_EXTRACTED TEXT_

She also believes many people have had controlling microchips implanted in their brains — and have been given trigger words that could turn them into saboteurs.
"I believe people have been chipped, targeted individuals, and more of them than we can imagine," said Reeves, calling it, "Mind control. Because it really is mind control."
Claire Reeves did not respond to CBC requests for an interview.
The lawyer who used her as a witness in 2012 says he knew nothing about Reeve's views or her controversial credentials.
"If some of the allegations are true, we're terribly disappointed. And there was no way for us to know that. If we knew there were deficiencies with her credentials we certainly wouldn't have called her," says Jack Hittrich.
But Hittrich also believes Reeves's testimony had little impact on Judge Walker's decision.
"There were only three paragraphs in a 534 page decision ... where there's any reference to Claire Reeves. And in two of those, her evidence is buttressed by the testimony of other witnesses."
Legal experts say there has to be more vigorous screening of so-called "expert witnesses."
"The answer to the question how often this happens is we just don't know," says Emma Cunliffe, associate professor with the University of B.C.'s Faculty of Law.
"The problem is there is no single person who is charged with monitoring the claims being made by experts in Canadian courtrooms."
But Cunliffe agrees that Reeves's testimony might not have had a major impact on the original court decision.
"In this particular case, it seems likely the trial judge reached the decision based on other evidence, and therefore the fact that there was an expert about whom concerns have been raised should not cause us to be concerned about the outcome in this case," she said.
No date has been set for a decision on whether or not an appeal will be allowed.
Reeves herself claims to have been an expert witness in more than 50 cases in the U.S. and internationally.
If that's true, it's unknown how much weight her testimony was given — and how many people might have been affected.

_RECORD LIST_
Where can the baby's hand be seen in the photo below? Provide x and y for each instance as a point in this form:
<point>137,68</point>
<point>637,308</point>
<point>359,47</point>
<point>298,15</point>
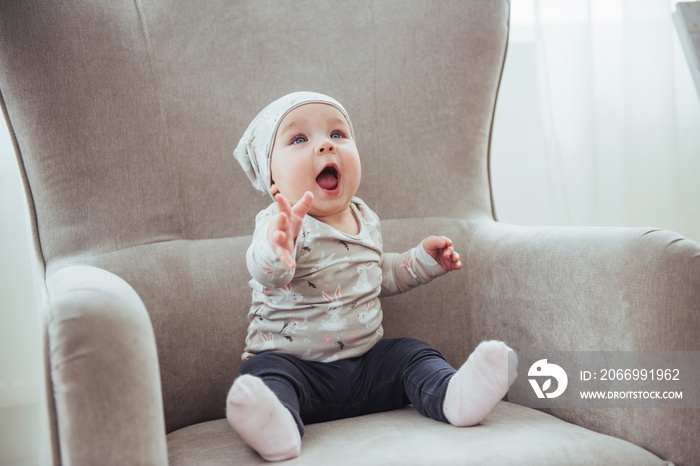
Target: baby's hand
<point>285,227</point>
<point>441,249</point>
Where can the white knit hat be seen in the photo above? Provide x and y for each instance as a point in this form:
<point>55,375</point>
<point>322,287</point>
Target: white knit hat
<point>255,147</point>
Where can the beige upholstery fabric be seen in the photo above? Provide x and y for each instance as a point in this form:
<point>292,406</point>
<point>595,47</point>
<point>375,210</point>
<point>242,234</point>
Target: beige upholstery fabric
<point>125,115</point>
<point>511,435</point>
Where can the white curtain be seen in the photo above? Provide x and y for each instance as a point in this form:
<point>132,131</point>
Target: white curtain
<point>598,120</point>
<point>23,419</point>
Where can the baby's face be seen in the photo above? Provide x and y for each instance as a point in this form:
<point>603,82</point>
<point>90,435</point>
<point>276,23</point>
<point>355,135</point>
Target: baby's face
<point>314,151</point>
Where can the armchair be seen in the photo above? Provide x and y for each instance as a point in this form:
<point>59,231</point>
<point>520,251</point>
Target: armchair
<point>124,116</point>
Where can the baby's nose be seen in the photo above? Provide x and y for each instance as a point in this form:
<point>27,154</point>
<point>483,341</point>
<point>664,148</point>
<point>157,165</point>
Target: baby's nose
<point>325,147</point>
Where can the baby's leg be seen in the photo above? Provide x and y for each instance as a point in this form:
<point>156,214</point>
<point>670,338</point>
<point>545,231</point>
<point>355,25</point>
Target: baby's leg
<point>258,416</point>
<point>478,385</point>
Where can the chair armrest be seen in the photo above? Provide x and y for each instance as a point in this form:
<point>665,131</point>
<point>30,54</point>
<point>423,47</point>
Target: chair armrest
<point>585,288</point>
<point>104,370</point>
<point>593,289</point>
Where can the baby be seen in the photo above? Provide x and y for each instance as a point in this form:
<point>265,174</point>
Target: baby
<point>314,350</point>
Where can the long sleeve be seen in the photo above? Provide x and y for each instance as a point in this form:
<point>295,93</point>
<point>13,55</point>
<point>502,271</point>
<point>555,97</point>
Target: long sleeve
<point>402,272</point>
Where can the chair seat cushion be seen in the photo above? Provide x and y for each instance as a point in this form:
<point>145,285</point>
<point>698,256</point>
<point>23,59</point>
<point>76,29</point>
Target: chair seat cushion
<point>511,434</point>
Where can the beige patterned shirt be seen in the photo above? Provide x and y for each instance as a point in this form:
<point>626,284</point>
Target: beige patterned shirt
<point>327,308</point>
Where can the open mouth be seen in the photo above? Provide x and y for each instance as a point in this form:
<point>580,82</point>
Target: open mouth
<point>328,178</point>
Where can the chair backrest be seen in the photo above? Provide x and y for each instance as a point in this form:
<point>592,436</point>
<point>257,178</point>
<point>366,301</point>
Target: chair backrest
<point>125,115</point>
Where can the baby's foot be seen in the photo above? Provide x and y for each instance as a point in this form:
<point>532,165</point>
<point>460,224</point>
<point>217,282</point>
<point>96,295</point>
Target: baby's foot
<point>257,415</point>
<point>479,384</point>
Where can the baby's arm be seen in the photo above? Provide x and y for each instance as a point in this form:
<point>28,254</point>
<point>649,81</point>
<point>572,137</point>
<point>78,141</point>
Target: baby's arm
<point>435,256</point>
<point>270,255</point>
<point>284,228</point>
<point>442,250</point>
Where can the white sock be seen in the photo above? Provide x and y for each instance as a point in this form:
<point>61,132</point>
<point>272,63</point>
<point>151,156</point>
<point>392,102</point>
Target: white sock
<point>479,384</point>
<point>258,416</point>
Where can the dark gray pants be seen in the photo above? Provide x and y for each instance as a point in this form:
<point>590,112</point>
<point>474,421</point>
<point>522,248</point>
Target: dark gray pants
<point>393,374</point>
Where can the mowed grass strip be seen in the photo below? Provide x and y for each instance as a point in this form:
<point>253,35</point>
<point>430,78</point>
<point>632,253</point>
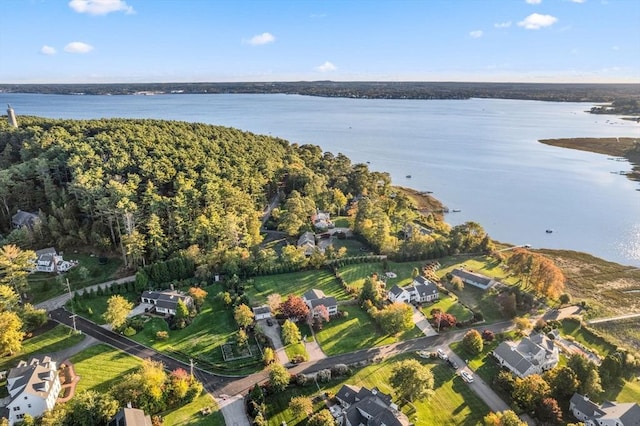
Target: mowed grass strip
<point>52,340</point>
<point>101,366</point>
<point>295,283</point>
<point>190,414</point>
<point>356,331</point>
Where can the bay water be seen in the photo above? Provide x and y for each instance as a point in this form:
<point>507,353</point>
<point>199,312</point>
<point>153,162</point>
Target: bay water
<point>479,156</point>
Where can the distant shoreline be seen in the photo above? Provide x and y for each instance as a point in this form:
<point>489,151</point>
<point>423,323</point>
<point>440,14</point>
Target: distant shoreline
<point>627,148</point>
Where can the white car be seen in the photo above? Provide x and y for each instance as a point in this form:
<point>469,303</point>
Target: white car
<point>467,377</point>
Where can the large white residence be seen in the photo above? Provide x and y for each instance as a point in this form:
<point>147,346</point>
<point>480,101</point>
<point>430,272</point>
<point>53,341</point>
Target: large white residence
<point>33,388</point>
<point>166,302</point>
<point>607,414</point>
<point>314,298</point>
<point>419,291</point>
<point>472,278</point>
<point>361,406</point>
<point>531,355</point>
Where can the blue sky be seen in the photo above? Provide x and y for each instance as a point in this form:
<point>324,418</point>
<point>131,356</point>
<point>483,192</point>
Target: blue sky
<point>94,41</point>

_ACTIONS TO TAKE_
a. List every person named in the article on expert witness testimony.
b. Please print the part of the article on expert witness testimony that opens with the words containing "Legal experts say" and closes with "original court decision.".

_SOLUTIONS TO THE TASKS_
a. Claire Reeves, Jack Hittrich, Judge Walker, Emma Cunliffe

b.
Legal experts say there has to be more vigorous screening of so-called "expert witnesses."
"The answer to the question how often this happens is we just don't know," says Emma Cunliffe, associate professor with the University of B.C.'s Faculty of Law.
"The problem is there is no single person who is charged with monitoring the claims being made by experts in Canadian courtrooms."
But Cunliffe agrees that Reeves's testimony might not have had a major impact on the original court decision.